[Opening SELECTED EXCERPT section]

Many cyber-savvy and responsible companies prohibit their executives from traveling overseas with client data stored on a laptop or other devices. Know your company’s clean device protocols—if any—and consider asking for a clean device before your trip. A clean device, unlike the personal or work device that you use every day, has the bare minimum of data loaded on it. If it gets lost, stolen or jeopardized, the risk to you, your organization, or your client information is minimal. Cyber-secure companies also require their travelers to utilize the company’s VPN when going online during a trip. As noted above, some countries have laws that limit the use of VPNs—your travel briefing should identify this information so you are best prepared before your departure.

Before traveling, if you are not able to obtain a clean device, consider moving personally identifiable information, client data, and other sensitive information into cloud storage so that it is not saved onto your phone, laptop, or tablet—and thereby accessible to hackers or government border-crossing searches. If you travel with multiple devices, ensure their passwords are very strong, and use two-factor authentication on all of the accounts that can be accessed on the devices.

Responsibility

Executives and high-net-worth individuals have a responsibility to protect not only themselves, but their employees who travel in order to conduct corporate business. In addition, all travelers have a responsibility to safeguard any company and client data that they have been entrusted with on their laptop, phone, or external storage device. Always keep in mind the following:

  • Provide yourself and all corporate travelers with pre-travel intelligence regarding security risks and emergency preparedness specific to the location to be visited.
  • Take ownership of the risks associated with posting to social media or flaunting status. Don’t advertise your travel plans on social media; it’s telling people where you are and where you're not. Don’t make yourself a target because you’ve shared that you will be attending a conference or enjoying vacation far from home.
  • Be aware that your activities and online conversation may not be private. Some countries have extremely strict and monitored internet, and popular chat applications have built-in features allowing governments to monitor and sensor messages, access a device’s address book and photo albums, track the user’s location, and turn on the device’s microphone or camera.
  • Keep your electronics safe with the most up-to-date software and security settings available. Consult with your IT team to make sure whatever protections are offered by your company are activated on your device.
  • After you return from your trip, don’t unintentionally compromise your corporate network. Schedule a review of your devices before connecting them to your company’s network, so that your IT department can search for any malware or evidence of compromise. If you don’t have a qualified in-house option, consider a trusted third party.

Remember

International travel involves more security threats than domestic travel. Intelligence gathering and preparation prior to travel helps decrease travel-related risks, and improves a traveler’s response in the event a crisis occurs while far from home.

The threats that normally exist around data or electronic devices exponentially increase when you travel outside your home country; as a result, your devices and data are at a higher risk. Travel “cyber light” to reduce your digital attack surface; fewer electronic devices in your bag means reduced opportunities for bad actors to target you and less data to be compromised.

Executives and high-net-worth individuals are ultimately responsible for their own personal safety, the safety of their traveling employees, and the security of any corporate or client data. Before travel, be sure to request comprehensive travel intelligence reports, and follow company travel policies and procedures. Remember to travel cyber light.

[Closing SELECTED EXCERPT section]
[Opening GIVEN DATA section]

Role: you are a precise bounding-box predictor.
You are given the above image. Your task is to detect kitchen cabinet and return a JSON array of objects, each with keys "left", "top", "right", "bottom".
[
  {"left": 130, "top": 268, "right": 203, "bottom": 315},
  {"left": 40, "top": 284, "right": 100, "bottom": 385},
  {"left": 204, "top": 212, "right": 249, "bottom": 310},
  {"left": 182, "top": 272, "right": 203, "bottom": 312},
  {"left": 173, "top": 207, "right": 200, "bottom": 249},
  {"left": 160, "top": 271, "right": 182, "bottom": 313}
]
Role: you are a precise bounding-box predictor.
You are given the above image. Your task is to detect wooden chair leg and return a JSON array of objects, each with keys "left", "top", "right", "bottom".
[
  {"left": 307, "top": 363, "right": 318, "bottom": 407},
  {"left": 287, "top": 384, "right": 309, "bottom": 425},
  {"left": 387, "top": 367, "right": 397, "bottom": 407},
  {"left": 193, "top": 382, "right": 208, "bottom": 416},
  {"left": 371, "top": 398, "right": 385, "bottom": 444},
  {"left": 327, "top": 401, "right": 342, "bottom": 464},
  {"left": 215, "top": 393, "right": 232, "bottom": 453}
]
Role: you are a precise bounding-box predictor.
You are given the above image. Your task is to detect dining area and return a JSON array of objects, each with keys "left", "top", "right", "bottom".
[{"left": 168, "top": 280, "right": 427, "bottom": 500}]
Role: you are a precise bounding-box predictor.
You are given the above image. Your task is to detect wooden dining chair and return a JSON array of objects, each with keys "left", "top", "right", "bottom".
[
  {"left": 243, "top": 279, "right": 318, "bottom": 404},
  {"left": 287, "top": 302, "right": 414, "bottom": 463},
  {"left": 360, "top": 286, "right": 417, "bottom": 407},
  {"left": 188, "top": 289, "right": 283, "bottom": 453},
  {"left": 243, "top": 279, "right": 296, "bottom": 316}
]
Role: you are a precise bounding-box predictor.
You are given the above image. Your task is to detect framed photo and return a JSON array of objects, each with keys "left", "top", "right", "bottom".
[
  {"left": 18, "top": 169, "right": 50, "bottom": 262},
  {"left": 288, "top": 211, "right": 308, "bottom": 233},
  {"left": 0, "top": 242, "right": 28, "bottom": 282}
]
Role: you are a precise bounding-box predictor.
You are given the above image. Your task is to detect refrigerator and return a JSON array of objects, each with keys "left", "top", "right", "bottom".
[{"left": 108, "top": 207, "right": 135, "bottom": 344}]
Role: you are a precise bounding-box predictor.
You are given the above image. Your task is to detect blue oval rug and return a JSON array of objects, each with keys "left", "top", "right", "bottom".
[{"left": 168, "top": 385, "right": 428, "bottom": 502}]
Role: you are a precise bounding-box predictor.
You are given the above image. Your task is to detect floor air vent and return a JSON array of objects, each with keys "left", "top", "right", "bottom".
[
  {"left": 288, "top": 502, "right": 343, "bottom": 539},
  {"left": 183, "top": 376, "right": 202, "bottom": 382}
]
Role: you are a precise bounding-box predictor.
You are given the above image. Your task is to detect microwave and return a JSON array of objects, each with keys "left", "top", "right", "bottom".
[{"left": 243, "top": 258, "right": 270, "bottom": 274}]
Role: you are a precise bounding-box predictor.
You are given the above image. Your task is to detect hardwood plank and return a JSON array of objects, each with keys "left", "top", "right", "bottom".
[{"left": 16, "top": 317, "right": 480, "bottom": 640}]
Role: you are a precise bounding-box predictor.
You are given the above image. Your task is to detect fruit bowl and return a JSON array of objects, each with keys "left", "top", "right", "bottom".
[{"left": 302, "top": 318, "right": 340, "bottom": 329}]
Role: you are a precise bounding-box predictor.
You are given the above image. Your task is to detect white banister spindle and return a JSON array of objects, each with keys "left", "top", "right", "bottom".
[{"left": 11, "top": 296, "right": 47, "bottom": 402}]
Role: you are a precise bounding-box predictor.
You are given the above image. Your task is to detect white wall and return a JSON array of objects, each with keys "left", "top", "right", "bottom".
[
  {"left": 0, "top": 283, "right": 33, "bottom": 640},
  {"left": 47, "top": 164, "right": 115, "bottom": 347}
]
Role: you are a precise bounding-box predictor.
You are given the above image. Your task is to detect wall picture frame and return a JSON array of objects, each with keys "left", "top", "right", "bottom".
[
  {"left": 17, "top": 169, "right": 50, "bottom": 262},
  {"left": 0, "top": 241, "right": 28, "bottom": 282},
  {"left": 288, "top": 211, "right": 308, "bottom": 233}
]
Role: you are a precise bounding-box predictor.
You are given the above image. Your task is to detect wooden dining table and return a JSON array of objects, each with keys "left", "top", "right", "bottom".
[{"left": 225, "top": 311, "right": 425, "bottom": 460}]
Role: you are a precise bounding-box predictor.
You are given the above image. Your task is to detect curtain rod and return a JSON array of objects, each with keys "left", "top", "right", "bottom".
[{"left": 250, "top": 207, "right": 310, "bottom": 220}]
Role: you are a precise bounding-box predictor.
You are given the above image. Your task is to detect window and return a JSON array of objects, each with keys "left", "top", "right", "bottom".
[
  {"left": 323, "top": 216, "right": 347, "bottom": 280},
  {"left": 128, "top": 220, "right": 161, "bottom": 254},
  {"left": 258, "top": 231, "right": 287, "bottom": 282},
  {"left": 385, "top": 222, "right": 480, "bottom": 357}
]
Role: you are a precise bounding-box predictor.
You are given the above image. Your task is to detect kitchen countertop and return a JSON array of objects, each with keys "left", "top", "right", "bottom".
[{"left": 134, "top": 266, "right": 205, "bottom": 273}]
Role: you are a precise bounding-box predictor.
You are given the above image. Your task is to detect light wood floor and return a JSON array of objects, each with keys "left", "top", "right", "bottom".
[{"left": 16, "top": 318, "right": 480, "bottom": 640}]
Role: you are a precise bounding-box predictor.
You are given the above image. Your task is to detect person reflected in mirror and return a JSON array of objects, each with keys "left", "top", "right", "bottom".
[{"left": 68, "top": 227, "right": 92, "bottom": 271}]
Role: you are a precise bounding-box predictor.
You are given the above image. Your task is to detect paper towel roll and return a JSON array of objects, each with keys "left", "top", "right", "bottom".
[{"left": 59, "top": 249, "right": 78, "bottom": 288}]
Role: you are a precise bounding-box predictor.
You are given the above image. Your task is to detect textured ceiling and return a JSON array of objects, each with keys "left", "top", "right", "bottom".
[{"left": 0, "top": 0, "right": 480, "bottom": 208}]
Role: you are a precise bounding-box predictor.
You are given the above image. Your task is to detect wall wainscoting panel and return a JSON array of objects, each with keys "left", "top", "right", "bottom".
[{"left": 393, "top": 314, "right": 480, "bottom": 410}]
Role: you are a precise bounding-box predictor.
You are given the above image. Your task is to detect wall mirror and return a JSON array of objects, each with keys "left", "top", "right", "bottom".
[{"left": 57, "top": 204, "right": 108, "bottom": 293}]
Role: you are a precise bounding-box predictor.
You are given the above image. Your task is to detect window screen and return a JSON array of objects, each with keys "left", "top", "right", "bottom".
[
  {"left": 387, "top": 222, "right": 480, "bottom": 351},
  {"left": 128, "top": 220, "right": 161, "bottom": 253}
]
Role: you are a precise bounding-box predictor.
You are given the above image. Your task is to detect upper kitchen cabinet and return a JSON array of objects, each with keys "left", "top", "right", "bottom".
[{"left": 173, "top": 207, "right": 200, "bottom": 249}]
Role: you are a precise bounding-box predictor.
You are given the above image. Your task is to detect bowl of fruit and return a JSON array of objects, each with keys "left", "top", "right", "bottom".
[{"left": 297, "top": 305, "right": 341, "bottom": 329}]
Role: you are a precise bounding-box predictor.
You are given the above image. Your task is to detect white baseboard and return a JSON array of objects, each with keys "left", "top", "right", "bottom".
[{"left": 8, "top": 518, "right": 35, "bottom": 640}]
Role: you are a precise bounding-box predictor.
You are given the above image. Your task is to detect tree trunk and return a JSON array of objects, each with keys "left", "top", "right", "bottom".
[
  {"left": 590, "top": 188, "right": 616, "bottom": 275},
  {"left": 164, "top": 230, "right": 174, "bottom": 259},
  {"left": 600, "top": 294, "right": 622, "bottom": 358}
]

[Closing GIVEN DATA section]

- ABOUT THIS EXERCISE: List every precaution given as a bullet point under the heading "Responsibility" in the text on travel cybersecurity, one short line for each.

- SOLUTION FOR THIS EXERCISE:
- Provide yourself and all corporate travelers with pre-travel intelligence on security risks and emergency preparedness for the destination.
- Take ownership of the risks of posting to social media or flaunting status, and don't advertise your travel plans.
- Be aware that your activities and online conversations may not be private.
- Keep your electronics safe with the most up-to-date software and security settings, and consult your IT team about your company's protections.
- After returning, have your devices reviewed for malware or compromise before connecting them to your company's network.